EXERCISE TASK.
In the rows below, lay out everything from the line containing "target | straw hat" down to the line containing "(1009, 335)" as a numbered list, including both of those lines and leaving out blank lines.

DATASET RECORDS.

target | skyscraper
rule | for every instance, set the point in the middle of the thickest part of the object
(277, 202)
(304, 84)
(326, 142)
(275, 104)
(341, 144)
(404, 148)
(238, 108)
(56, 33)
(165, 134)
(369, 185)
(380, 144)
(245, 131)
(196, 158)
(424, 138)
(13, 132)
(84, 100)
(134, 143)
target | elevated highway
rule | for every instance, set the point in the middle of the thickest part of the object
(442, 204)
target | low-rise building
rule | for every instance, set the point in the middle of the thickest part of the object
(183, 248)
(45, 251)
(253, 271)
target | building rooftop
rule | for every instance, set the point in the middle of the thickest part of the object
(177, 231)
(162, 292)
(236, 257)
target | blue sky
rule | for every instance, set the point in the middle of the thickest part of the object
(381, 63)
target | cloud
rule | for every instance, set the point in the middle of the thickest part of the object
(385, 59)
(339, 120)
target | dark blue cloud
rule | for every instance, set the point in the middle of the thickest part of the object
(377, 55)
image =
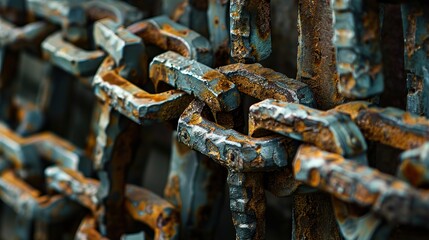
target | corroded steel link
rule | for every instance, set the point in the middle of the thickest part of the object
(27, 152)
(133, 102)
(227, 147)
(196, 79)
(142, 205)
(240, 154)
(415, 20)
(166, 34)
(357, 42)
(199, 209)
(414, 166)
(250, 30)
(392, 199)
(121, 12)
(195, 185)
(406, 131)
(263, 83)
(70, 58)
(121, 45)
(331, 131)
(30, 203)
(218, 29)
(327, 130)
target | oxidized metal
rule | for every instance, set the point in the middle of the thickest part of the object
(196, 79)
(141, 205)
(227, 147)
(356, 39)
(168, 35)
(331, 131)
(70, 58)
(406, 131)
(250, 30)
(262, 83)
(415, 21)
(394, 200)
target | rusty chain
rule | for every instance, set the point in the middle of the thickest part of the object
(194, 70)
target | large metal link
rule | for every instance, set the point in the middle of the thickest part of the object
(71, 128)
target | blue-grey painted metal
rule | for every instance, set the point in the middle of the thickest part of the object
(358, 52)
(71, 58)
(250, 30)
(196, 79)
(415, 21)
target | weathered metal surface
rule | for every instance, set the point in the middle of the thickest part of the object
(121, 45)
(133, 102)
(142, 205)
(30, 203)
(71, 58)
(27, 152)
(115, 148)
(166, 34)
(195, 185)
(250, 30)
(228, 147)
(190, 13)
(218, 28)
(196, 79)
(334, 132)
(394, 200)
(329, 131)
(357, 43)
(261, 83)
(247, 204)
(406, 131)
(316, 54)
(36, 96)
(415, 21)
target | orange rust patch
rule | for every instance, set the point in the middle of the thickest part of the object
(168, 28)
(113, 78)
(414, 174)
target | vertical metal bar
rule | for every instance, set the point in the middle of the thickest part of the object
(196, 186)
(357, 43)
(250, 30)
(415, 21)
(247, 204)
(312, 213)
(316, 55)
(116, 141)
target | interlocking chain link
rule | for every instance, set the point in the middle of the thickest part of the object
(196, 70)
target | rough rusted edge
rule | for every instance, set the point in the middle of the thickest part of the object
(250, 30)
(227, 147)
(357, 42)
(132, 101)
(390, 198)
(334, 132)
(196, 79)
(262, 83)
(406, 131)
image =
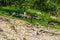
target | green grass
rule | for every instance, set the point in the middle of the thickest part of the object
(45, 17)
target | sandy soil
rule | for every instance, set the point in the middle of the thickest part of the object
(12, 29)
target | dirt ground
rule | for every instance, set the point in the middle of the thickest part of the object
(12, 29)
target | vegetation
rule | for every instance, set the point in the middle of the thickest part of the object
(39, 11)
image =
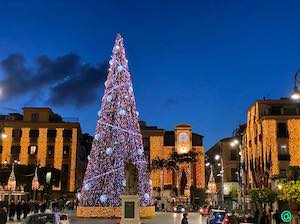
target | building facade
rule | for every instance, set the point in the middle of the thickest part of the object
(272, 141)
(231, 163)
(169, 145)
(41, 137)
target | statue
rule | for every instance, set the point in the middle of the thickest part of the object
(131, 174)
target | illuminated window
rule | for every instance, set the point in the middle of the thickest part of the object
(283, 149)
(32, 149)
(66, 150)
(50, 150)
(34, 117)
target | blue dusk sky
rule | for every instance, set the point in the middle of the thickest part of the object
(197, 62)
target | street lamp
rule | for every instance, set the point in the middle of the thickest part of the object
(296, 93)
(217, 158)
(35, 183)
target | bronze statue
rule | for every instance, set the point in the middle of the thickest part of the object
(131, 174)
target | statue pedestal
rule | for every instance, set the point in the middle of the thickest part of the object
(130, 209)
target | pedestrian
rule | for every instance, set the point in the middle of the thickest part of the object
(184, 219)
(277, 216)
(26, 208)
(61, 204)
(12, 210)
(3, 215)
(19, 210)
(43, 207)
(36, 206)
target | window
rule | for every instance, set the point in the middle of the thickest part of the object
(67, 133)
(290, 111)
(32, 149)
(234, 174)
(66, 150)
(34, 117)
(51, 133)
(282, 131)
(233, 155)
(17, 133)
(276, 110)
(15, 149)
(34, 133)
(283, 150)
(50, 151)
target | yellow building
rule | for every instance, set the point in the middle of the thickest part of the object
(38, 136)
(159, 143)
(272, 140)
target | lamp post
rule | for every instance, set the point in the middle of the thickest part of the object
(35, 183)
(296, 93)
(212, 188)
(241, 175)
(219, 158)
(12, 182)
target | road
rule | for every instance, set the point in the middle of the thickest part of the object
(160, 218)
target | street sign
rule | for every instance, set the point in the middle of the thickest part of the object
(286, 216)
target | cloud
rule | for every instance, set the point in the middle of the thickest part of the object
(64, 80)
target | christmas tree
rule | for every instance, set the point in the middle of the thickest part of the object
(117, 139)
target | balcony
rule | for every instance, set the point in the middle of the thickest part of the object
(284, 157)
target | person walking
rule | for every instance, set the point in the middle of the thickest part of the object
(25, 208)
(184, 219)
(12, 210)
(3, 215)
(19, 210)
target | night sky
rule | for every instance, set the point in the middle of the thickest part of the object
(201, 62)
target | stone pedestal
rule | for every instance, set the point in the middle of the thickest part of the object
(130, 209)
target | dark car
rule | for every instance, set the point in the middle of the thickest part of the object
(46, 218)
(216, 216)
(204, 210)
(180, 208)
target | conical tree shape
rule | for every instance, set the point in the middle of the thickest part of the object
(117, 139)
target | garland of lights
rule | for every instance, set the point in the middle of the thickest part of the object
(117, 139)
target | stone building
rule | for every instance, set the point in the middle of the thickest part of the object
(169, 145)
(41, 137)
(272, 141)
(231, 162)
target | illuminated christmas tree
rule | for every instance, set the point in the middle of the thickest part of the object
(117, 139)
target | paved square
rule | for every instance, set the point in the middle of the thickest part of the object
(160, 218)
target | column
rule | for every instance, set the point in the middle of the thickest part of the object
(6, 143)
(58, 151)
(73, 160)
(42, 146)
(24, 146)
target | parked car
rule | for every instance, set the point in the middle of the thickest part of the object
(247, 219)
(180, 208)
(216, 216)
(204, 210)
(47, 218)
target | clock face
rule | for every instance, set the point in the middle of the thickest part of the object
(183, 137)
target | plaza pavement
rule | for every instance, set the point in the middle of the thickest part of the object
(160, 218)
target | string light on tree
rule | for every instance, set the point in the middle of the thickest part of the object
(117, 138)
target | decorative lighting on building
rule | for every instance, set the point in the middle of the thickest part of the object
(35, 181)
(12, 183)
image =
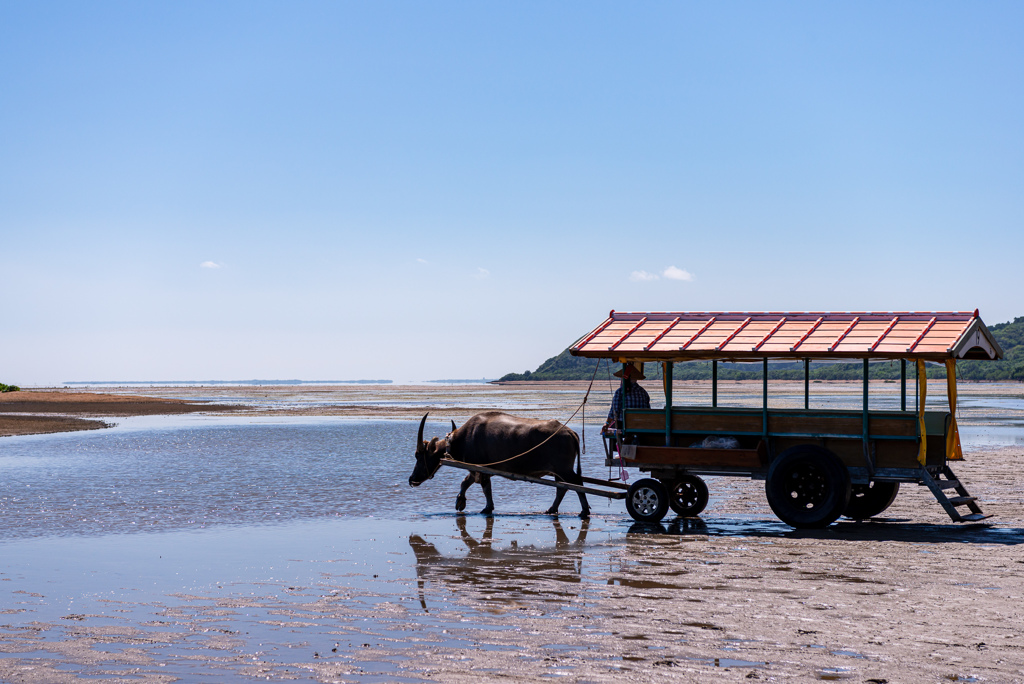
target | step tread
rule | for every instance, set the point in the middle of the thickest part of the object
(974, 517)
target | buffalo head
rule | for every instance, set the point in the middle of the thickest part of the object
(428, 456)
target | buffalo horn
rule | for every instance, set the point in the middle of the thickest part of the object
(419, 437)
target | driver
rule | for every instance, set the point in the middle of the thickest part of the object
(630, 395)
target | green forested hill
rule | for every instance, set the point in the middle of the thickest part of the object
(1010, 335)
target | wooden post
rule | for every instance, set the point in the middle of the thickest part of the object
(714, 384)
(667, 375)
(902, 384)
(764, 398)
(864, 436)
(807, 383)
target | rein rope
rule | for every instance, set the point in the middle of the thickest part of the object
(561, 427)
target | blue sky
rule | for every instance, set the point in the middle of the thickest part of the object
(418, 190)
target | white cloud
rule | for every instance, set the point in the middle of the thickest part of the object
(674, 273)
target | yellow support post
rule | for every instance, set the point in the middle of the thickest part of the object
(922, 393)
(953, 450)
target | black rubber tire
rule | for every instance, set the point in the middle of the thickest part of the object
(866, 501)
(647, 501)
(687, 495)
(808, 486)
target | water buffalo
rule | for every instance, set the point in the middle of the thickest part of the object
(493, 436)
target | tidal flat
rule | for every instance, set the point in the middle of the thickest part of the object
(282, 541)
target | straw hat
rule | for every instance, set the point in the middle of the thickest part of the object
(632, 372)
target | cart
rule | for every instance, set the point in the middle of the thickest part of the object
(817, 464)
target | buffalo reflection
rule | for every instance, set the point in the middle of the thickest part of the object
(503, 575)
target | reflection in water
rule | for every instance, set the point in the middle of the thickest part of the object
(505, 574)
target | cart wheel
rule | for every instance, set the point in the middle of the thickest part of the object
(647, 501)
(868, 500)
(808, 486)
(687, 495)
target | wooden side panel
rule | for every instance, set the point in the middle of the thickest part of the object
(717, 422)
(639, 419)
(891, 426)
(816, 424)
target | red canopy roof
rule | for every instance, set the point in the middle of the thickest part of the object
(736, 335)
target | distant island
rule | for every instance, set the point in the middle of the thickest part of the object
(1009, 335)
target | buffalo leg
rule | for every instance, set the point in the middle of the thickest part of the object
(460, 502)
(485, 485)
(559, 495)
(574, 478)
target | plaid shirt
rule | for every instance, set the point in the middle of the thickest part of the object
(636, 397)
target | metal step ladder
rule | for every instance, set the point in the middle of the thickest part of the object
(941, 479)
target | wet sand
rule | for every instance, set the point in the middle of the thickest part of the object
(437, 597)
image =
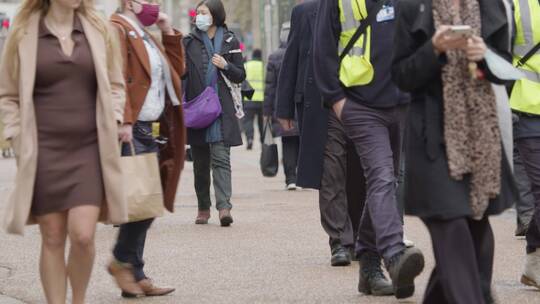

RESPONSE FOR THIS EXERCISE.
1. target | straw hat
2. rule | for every instance, set the point in the middle of the thickest part of the object
3. (632, 372)
4. target | cart
5. rule | for every instance, set the point in the middle of the thickest part of the object
6. (817, 464)
7. target | buffalo reflection
8. rule | for every instance, set the point in the middle of the thickest part of the object
9. (503, 575)
10. target | reflection in water
11. rule | for every instance, set the point in the middle of the thickest part of the object
12. (505, 574)
13. target | cart wheel
14. rule | for every instance, set the point in the middle of the thickest part of the object
15. (647, 501)
16. (868, 500)
17. (808, 486)
18. (687, 495)
19. target | wooden side panel
20. rule | for every instance, set the point in the middle of the thickest part of the object
21. (717, 422)
22. (639, 419)
23. (891, 426)
24. (816, 424)
25. target | red canopy roof
26. rule | for every instance, set the point in the middle of the thickest part of the object
27. (736, 335)
28. target | distant island
29. rule | for every instance, set the point in the middle of the thickest part of the object
30. (1009, 335)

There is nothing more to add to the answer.